--- START TASK MATERIAL ---

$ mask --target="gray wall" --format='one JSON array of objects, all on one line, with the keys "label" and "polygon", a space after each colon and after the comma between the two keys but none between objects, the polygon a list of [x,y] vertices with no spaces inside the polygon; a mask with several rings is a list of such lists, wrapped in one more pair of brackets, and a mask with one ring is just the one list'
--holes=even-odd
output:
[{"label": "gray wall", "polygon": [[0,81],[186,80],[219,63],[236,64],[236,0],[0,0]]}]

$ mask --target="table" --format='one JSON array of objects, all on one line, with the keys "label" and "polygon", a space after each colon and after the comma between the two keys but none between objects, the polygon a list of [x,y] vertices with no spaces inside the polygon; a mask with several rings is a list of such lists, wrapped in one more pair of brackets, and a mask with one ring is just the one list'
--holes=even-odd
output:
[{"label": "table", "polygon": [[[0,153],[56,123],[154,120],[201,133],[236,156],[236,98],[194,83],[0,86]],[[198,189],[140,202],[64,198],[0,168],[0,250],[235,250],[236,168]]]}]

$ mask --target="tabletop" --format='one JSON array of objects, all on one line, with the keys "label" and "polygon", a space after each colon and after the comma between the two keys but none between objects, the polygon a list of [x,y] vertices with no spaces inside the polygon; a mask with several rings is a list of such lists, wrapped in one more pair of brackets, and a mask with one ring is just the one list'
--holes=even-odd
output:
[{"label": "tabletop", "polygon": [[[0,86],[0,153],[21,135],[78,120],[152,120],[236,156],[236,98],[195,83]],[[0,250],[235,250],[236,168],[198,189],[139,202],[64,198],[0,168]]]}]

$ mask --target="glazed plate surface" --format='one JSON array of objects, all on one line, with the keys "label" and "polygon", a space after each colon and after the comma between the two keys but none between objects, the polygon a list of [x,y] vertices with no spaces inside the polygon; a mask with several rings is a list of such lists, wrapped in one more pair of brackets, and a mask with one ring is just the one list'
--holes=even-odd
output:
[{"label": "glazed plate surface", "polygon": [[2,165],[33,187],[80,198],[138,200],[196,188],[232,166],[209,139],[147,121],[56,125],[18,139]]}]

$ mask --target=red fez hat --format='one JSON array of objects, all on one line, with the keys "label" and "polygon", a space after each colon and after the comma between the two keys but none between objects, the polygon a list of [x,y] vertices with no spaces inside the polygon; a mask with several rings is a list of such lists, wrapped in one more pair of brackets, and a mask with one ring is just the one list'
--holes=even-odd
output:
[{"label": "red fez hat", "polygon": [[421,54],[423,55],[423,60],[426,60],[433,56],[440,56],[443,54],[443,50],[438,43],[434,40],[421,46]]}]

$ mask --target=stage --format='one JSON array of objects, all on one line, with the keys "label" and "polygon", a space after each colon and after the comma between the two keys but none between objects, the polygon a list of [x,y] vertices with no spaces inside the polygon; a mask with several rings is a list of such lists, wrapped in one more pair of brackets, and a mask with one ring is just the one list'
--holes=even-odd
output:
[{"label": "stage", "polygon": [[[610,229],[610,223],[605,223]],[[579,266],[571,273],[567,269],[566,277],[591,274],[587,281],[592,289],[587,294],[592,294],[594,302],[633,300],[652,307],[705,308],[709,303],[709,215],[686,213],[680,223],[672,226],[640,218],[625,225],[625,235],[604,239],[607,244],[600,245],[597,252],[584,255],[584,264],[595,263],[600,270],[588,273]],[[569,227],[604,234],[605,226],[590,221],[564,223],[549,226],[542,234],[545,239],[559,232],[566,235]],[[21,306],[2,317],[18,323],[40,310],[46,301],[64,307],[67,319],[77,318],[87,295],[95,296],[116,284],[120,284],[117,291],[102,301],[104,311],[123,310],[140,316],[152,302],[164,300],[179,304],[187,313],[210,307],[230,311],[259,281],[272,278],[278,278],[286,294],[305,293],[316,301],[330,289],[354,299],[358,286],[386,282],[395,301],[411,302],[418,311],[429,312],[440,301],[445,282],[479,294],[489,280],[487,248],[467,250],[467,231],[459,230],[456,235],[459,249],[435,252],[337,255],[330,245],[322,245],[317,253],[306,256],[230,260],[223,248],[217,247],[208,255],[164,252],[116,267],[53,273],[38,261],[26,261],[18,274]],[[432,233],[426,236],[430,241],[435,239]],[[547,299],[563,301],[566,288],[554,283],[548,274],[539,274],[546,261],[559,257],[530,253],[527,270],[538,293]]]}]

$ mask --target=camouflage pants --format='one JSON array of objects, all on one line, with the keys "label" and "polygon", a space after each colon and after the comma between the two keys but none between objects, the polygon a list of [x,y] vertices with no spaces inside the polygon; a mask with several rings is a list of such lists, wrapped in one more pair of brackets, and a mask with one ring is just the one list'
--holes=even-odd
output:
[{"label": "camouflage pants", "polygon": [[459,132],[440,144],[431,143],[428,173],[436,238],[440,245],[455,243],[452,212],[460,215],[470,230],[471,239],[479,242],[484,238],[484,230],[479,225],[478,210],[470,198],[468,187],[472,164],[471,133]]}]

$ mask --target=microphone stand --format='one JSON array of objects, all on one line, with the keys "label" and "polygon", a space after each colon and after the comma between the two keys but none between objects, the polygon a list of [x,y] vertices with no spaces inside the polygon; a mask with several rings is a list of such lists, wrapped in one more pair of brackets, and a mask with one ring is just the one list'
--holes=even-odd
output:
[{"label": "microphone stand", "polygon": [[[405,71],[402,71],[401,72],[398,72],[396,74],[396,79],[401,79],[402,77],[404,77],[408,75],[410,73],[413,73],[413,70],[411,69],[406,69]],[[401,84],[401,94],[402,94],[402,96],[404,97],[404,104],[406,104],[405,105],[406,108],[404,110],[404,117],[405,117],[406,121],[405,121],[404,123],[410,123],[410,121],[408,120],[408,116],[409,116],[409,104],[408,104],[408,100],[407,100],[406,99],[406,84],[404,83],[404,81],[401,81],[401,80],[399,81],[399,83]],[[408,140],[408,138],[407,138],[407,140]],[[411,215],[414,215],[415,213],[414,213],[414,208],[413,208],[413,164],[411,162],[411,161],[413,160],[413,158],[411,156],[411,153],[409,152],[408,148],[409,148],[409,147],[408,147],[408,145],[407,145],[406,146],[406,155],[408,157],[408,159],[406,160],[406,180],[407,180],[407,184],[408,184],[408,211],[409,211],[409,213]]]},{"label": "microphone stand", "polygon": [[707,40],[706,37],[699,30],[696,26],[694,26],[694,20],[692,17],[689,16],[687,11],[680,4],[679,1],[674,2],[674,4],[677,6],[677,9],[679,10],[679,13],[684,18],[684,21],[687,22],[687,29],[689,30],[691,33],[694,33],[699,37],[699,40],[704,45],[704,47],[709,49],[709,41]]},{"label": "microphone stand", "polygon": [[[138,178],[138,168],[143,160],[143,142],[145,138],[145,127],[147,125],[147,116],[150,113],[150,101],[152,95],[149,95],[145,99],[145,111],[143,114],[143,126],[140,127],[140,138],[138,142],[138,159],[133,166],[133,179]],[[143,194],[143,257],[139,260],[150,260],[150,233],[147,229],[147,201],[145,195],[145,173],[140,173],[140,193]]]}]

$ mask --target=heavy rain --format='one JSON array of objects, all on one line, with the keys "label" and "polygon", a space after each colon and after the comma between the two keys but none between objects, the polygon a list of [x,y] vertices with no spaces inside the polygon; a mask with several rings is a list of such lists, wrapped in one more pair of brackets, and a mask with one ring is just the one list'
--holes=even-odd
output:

--- END TASK MATERIAL ---

## WRITTEN EXERCISE:
Rewrite each line of the rows above as one item in a numbered list, and skip the blank lines.

## RESPONSE TO THIS TASK:
1. $ mask --target="gray wall" --format='one JSON array of objects, all on one line, with the keys "label" and "polygon", a space after each colon and after the comma between the two keys but none between objects, the polygon a list of [x,y] vertices with no spaces inside the polygon; a mask with several rings is a list of such lists, wrapped in one more pair of brackets, and a mask with one ring is just the one list'
2. --holes=even-odd
3. output:
4. [{"label": "gray wall", "polygon": [[0,81],[186,80],[219,63],[236,64],[236,0],[0,0]]}]
5. $ mask --target="table" --format='one JSON array of objects, all on one line, with the keys "label" and "polygon", a space after each colon and after the comma between the two keys but none between objects, the polygon a list of [x,y] vertices with no spaces inside the polygon; a mask with several rings is a list of such lists, wrapped in one more pair of brackets, and a mask with one ring is just the one list'
6. --holes=even-odd
7. output:
8. [{"label": "table", "polygon": [[[0,153],[56,123],[154,120],[201,133],[236,156],[236,98],[194,83],[0,86]],[[198,189],[140,202],[64,198],[0,168],[0,250],[235,250],[236,168]]]}]
9. $ mask --target="tabletop" --format='one JSON array of objects, all on one line, with the keys "label" and "polygon", a space after each colon and after the comma between the two keys but none between objects, the polygon a list of [x,y] vertices with no spaces inside the polygon; a mask with several rings is a list of such lists, wrapped in one more pair of brackets, and a mask with one ring is just the one list'
10. --holes=even-odd
11. output:
12. [{"label": "tabletop", "polygon": [[[0,86],[0,153],[21,135],[78,120],[152,120],[236,156],[236,98],[195,83]],[[0,250],[235,250],[236,168],[198,189],[139,202],[64,198],[0,168]]]}]
13. $ mask --target="glazed plate surface" --format='one JSON array of objects, all on one line, with the keys "label" and "polygon", a space after each colon and after the comma between the two keys but none between objects, the polygon a list of [x,y] vertices with no spaces inside the polygon; a mask with several rings is a list of such lists, wrapped in one more pair of brackets, and a mask with one ring is just the one list'
14. --holes=even-odd
15. output:
16. [{"label": "glazed plate surface", "polygon": [[2,165],[33,187],[80,198],[138,200],[196,188],[232,166],[209,139],[147,121],[56,125],[18,139]]}]
17. $ mask --target=red fez hat --format='one JSON array of objects, all on one line, with the keys "label" and "polygon", a space after each colon and after the comma between the two keys but none between objects, the polygon a list of [x,y] vertices with no spaces inside the polygon; a mask with several rings is a list of such lists, wrapped in one more pair of brackets, and a mask with one ring is just the one list'
18. --holes=even-odd
19. output:
20. [{"label": "red fez hat", "polygon": [[421,54],[423,55],[423,60],[426,60],[433,56],[440,56],[443,54],[443,50],[438,43],[434,40],[421,46]]}]
21. $ mask --target=stage --format='one JSON array of objects, all on one line, with the keys "label" and "polygon", a space after each colon and after the comma between the two keys but none between objects, the polygon a list of [x,y] vertices with no spaces inside the polygon; a mask with several rings is a list of such lists, wrapped in one more pair of brackets, and a mask with one ring is just the one list'
22. --holes=even-odd
23. output:
24. [{"label": "stage", "polygon": [[[610,229],[610,223],[605,223]],[[579,266],[571,273],[567,269],[566,277],[591,274],[587,281],[592,289],[587,294],[592,294],[594,302],[633,300],[652,307],[705,308],[709,303],[709,215],[686,213],[680,223],[672,226],[640,218],[625,225],[625,235],[604,239],[607,244],[600,245],[597,252],[584,255],[584,264],[595,263],[600,270],[588,273]],[[569,227],[604,234],[605,226],[590,221],[564,223],[549,226],[542,234],[545,239],[559,232],[566,235]],[[21,306],[2,317],[18,323],[40,310],[46,301],[64,307],[67,319],[77,318],[87,295],[95,296],[116,284],[120,284],[117,291],[102,301],[104,311],[123,310],[140,316],[152,302],[164,300],[179,304],[187,313],[210,307],[230,311],[259,281],[272,278],[278,278],[286,294],[305,293],[316,301],[330,289],[354,299],[358,286],[386,282],[395,301],[411,302],[418,311],[429,312],[440,301],[445,282],[479,294],[489,280],[487,248],[467,250],[467,231],[459,230],[456,235],[459,249],[435,252],[337,255],[330,245],[322,245],[317,253],[306,256],[230,260],[223,248],[217,247],[208,255],[164,252],[116,267],[53,273],[38,261],[26,261],[18,274]],[[432,233],[426,236],[430,241],[435,239]],[[547,299],[563,301],[566,288],[554,283],[548,274],[539,274],[546,261],[559,257],[530,253],[527,270],[538,293]]]}]
25. $ mask --target=camouflage pants --format='one JSON array of objects, all on one line, with the keys "label" and "polygon", a space after each colon and after the comma between the two keys but none between objects, the polygon a list of [x,y] vertices with no spaces inside the polygon; a mask with several rings is a list of such lists, wrapped in one more pair of brackets, and a mask with one ring is just the one list'
26. --holes=even-odd
27. output:
28. [{"label": "camouflage pants", "polygon": [[459,132],[440,144],[431,143],[428,173],[436,238],[440,245],[455,243],[452,212],[460,215],[470,230],[471,239],[479,242],[484,238],[484,230],[479,225],[478,210],[470,198],[468,187],[472,164],[471,133]]}]
29. $ mask --target=microphone stand --format='one JSON array of objects, all on one line, with the keys "label" and "polygon", a space after each colon and after the comma between the two keys but none between objects, the polygon a list of [x,y] vertices with no spaces inside the polygon; a mask with several rings is a list of such lists, wrapped in one more pair of brackets, and a mask with one ring is just the one list'
30. --holes=even-odd
31. output:
32. [{"label": "microphone stand", "polygon": [[[405,71],[402,71],[401,72],[398,72],[396,74],[396,79],[401,79],[402,77],[404,77],[408,75],[410,73],[413,73],[413,70],[411,69],[406,69]],[[401,84],[401,94],[402,94],[402,96],[404,97],[404,104],[406,104],[405,105],[406,108],[404,110],[404,117],[405,117],[406,121],[405,121],[404,123],[410,123],[410,121],[408,120],[408,116],[409,116],[409,104],[408,104],[408,100],[407,100],[406,99],[406,84],[404,83],[404,81],[401,81],[401,80],[399,81],[399,83]],[[408,140],[408,138],[407,138],[407,140]],[[411,215],[414,215],[415,213],[414,213],[414,208],[413,208],[413,164],[411,162],[411,161],[413,160],[413,158],[411,156],[411,153],[409,152],[408,148],[409,148],[409,147],[408,147],[408,145],[407,145],[406,146],[406,155],[408,157],[408,159],[406,160],[406,180],[407,180],[407,184],[408,184],[408,211],[409,211],[409,213]]]},{"label": "microphone stand", "polygon": [[707,40],[706,37],[699,30],[696,26],[694,26],[694,20],[692,17],[689,16],[687,11],[680,4],[679,1],[674,2],[674,4],[677,6],[677,9],[679,10],[679,13],[684,18],[684,21],[687,22],[687,29],[689,30],[691,33],[694,33],[699,37],[699,40],[704,45],[704,47],[709,49],[709,41]]},{"label": "microphone stand", "polygon": [[[138,178],[138,168],[143,160],[143,142],[145,138],[145,127],[147,125],[147,116],[150,113],[150,101],[152,95],[149,95],[145,99],[145,111],[143,114],[143,126],[140,127],[140,138],[138,142],[138,159],[133,166],[133,179]],[[143,194],[143,257],[139,260],[150,260],[150,233],[147,229],[147,201],[145,195],[145,173],[140,173],[140,193]]]}]
33. $ mask --target=heavy rain --format='one JSON array of objects, all on one line, with the keys "label" and "polygon", a space after each colon and after the comma between the two keys but none between objects, the polygon a list of [x,y] vertices with no spaces inside the polygon; a mask with several rings is a list of such lists, wrapped in one more pair of brackets, and a mask with one ring is just the one list'
34. --holes=even-odd
35. output:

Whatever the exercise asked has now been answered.